PROBLEM DETAILS -
Below are the records; pull every line that includes "written".

── MATERIAL FOR THE TASK

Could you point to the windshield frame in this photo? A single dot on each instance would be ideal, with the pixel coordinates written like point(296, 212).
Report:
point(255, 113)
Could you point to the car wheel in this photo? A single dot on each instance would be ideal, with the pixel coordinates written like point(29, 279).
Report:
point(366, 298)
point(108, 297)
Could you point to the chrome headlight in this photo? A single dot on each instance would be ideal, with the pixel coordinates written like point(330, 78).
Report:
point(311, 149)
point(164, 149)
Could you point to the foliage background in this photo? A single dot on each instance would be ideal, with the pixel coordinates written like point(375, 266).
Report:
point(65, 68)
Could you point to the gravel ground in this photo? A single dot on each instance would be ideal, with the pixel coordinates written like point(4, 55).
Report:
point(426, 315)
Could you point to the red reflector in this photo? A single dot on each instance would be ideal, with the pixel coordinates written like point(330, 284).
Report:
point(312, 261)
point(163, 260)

────
── MATERIAL FOR THE TASK

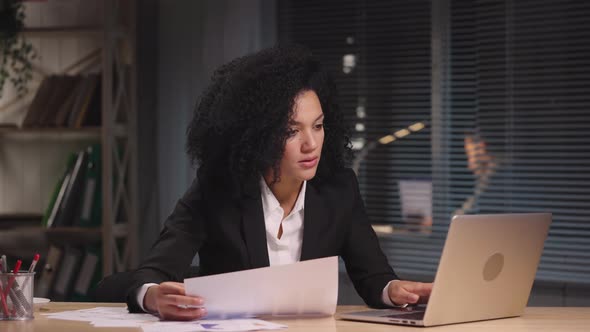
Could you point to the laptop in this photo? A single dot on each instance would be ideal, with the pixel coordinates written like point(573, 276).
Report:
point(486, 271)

────

EXERCISE OUTPUT -
Could you point to the windshield frame in this photo? A single dot on each instance would be ideal, with the pixel coordinates written like point(296, 212).
Could you point to the car wheel in this photo? A single dot on each instance would be ideal, with the pixel coordinates written like point(29, 279).
Could you point to the chrome headlight in this photo? A single dot on each instance would be ideal, with the pixel coordinates written like point(330, 78).
Could you point to the foliage background in this photo? A single dot on each instance would be ideal, with the pixel coordinates written like point(375, 266).
Could you point to the gravel ground in this photo? A single dot on each instance would be ideal, with the pixel coordinates written like point(4, 55).
Could you point to the red reflector in this photo? A single dot on each instance would be ideal, with the pixel coordinates written like point(330, 284).
Could you point to the laptop in this photo? A single dot on each instance would be ideal, with the pixel coordinates written like point(573, 276).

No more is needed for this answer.